Leave out the pictures and output the data verbatim.

#### DATA EXCERPTS ####

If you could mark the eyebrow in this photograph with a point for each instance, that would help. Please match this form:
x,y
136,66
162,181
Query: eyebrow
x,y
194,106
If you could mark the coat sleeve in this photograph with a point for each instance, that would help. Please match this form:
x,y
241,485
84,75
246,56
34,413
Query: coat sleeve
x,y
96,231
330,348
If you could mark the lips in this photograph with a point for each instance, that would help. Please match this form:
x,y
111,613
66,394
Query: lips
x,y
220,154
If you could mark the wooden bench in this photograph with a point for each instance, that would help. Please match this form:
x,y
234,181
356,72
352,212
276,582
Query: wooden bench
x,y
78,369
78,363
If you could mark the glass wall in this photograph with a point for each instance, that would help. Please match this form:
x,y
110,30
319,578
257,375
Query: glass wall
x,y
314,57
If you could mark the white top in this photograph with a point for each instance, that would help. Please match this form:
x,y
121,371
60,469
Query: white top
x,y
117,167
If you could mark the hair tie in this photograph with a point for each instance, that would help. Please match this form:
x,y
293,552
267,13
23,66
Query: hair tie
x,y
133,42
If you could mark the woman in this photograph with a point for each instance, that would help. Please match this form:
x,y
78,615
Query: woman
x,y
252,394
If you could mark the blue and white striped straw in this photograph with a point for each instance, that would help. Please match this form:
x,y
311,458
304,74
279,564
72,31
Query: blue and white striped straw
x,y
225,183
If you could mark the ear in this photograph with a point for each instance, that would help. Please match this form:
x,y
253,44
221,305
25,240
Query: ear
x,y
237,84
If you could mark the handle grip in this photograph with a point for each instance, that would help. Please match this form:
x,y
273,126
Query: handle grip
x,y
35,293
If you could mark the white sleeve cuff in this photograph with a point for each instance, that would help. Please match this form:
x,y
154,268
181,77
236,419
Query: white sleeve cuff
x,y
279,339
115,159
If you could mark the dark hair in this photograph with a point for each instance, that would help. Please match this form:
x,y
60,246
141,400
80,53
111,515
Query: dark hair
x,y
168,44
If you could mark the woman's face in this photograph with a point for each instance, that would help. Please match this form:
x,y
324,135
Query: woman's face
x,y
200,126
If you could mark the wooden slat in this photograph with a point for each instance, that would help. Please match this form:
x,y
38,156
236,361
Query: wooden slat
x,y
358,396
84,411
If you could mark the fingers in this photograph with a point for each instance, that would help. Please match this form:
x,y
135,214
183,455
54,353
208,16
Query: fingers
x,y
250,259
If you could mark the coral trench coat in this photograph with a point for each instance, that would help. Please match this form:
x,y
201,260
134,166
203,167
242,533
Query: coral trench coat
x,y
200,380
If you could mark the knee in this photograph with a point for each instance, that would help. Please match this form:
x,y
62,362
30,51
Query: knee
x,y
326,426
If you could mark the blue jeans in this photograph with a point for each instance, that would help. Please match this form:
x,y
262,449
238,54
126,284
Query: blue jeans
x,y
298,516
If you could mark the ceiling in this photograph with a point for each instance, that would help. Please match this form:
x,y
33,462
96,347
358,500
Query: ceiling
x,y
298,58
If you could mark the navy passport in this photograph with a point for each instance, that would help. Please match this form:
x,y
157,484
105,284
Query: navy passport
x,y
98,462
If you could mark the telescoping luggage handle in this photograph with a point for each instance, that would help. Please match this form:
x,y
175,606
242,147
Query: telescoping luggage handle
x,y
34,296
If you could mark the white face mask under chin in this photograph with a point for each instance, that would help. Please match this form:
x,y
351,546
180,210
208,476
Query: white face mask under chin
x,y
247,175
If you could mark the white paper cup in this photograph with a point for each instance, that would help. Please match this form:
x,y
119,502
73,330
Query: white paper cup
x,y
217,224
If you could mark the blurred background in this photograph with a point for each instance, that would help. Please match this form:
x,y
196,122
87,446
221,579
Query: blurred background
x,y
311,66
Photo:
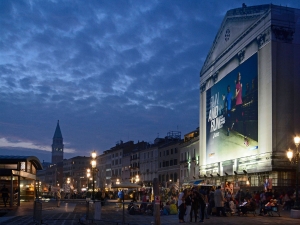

####

EXPECTED OUTPUT:
If you could mark the eyebrow in this photograph with a point for each instance, that would help. Please match this form:
x,y
136,66
162,181
Query: eyebrow
x,y
194,106
If you could mark the coat sleeve in this photograph with a point for each instance, that would help. Please match this form:
x,y
241,485
84,75
246,56
34,413
Query: coat sleeve
x,y
96,231
330,348
If you could mark the lips in this photograph with a point for each instance, that would help. Please match this form:
x,y
111,613
66,394
Query: lips
x,y
220,154
If you could mark the wooden bench in this photograph with a point for each instance, that would help. Please match this form:
x,y
234,181
356,72
352,212
276,582
Query: wooden bench
x,y
78,369
78,363
If you could mark the glass wall in this photograph with a point for each instance, that would help. Please match this form:
x,y
110,30
319,578
257,375
Query: glass wall
x,y
314,57
If you could mark the white top in this photograph with a point for each instance, that would help. Please match this form:
x,y
121,371
60,469
Query: white top
x,y
117,167
If you could mark the hair tie in this photograph with a point for each instance, that would help. Please match this form:
x,y
293,552
267,13
23,66
Query: hair tie
x,y
133,42
If you could mark the woman in this photograph with a point for each instance, that would help. Please match this form:
x,y
78,615
Query: woman
x,y
252,394
If you could mark the blue and white striped straw in this photograph with a point for each instance, that would help. Please match this form:
x,y
311,458
304,74
279,564
72,31
Query: blue and white striped straw
x,y
225,183
If you could mark the ear in this photograph with a point for each instance, that would help. Please match this form:
x,y
253,44
221,305
25,240
Query: ear
x,y
237,84
If you could mark the handle grip in this photograph with a point for each instance, that would help. Please match this form:
x,y
273,126
Query: handle grip
x,y
35,293
If you could mark the white sleeve cuff in this photograph with a point for each instance, that would help. Please match this form:
x,y
154,268
181,77
236,419
Query: white sleeve cuff
x,y
279,339
115,159
If you could mark the dark hair in this photograph with a point for each instance, that would help. Please match this form:
x,y
60,246
141,400
80,53
111,515
Query: dark hair
x,y
168,44
If you could mark the woman's face in this photograph with a point for each instance, that would help. Please match this form:
x,y
324,135
Query: woman's face
x,y
200,126
If you could mark the wooden slat in this photograph with a point for each instance, that would help. Please match this form:
x,y
38,156
236,361
Query: wooden slat
x,y
358,396
84,411
If you could mark the fingers in this photograph with a point for each instance, that would help. Please match this form:
x,y
135,214
183,455
54,353
208,16
Query: fingers
x,y
250,259
If you could mark the coral trench coat in this photograph with a point for each instance, that would help. Please match this form:
x,y
201,260
134,166
203,167
242,533
Query: coral trench coat
x,y
200,380
If you could mark the knee in this photograph with a point for each instance, that would help. Please match this form:
x,y
62,362
30,51
Query: knee
x,y
326,426
If you could mark the blue jeans in this photograph with a point for each instance, that would help. Please match this form:
x,y
262,449
238,54
126,284
Query: blue jeans
x,y
298,516
If you could mark the ceiling in this photograph with a point for each instance, that would help. Please match this form:
x,y
33,462
96,347
358,500
Query: ceiling
x,y
298,58
If you could mark the navy passport in this photograph with a point for each instance, that would help. Please match this form:
x,y
157,484
105,284
Query: navy passport
x,y
98,462
If you could mark the telescoping luggage handle in this photograph with a point for each instance, that would help. Please match this form:
x,y
175,606
242,147
Query: telescoping luggage handle
x,y
34,296
If you could mark the white face mask under chin in this photograph with a point for each instance, that would help. Please match this form:
x,y
351,546
180,210
208,476
Query: white face mask under chin
x,y
247,175
If you could mark the white paper cup in this photograph with a point for each instance, that would help. Please match this form:
x,y
119,502
73,330
Query: white paper cup
x,y
217,224
If you could mark the blurred background in this photograph with a point for each instance, that would help. Please match this form:
x,y
196,122
87,446
221,579
Query: blurred background
x,y
311,66
Photo:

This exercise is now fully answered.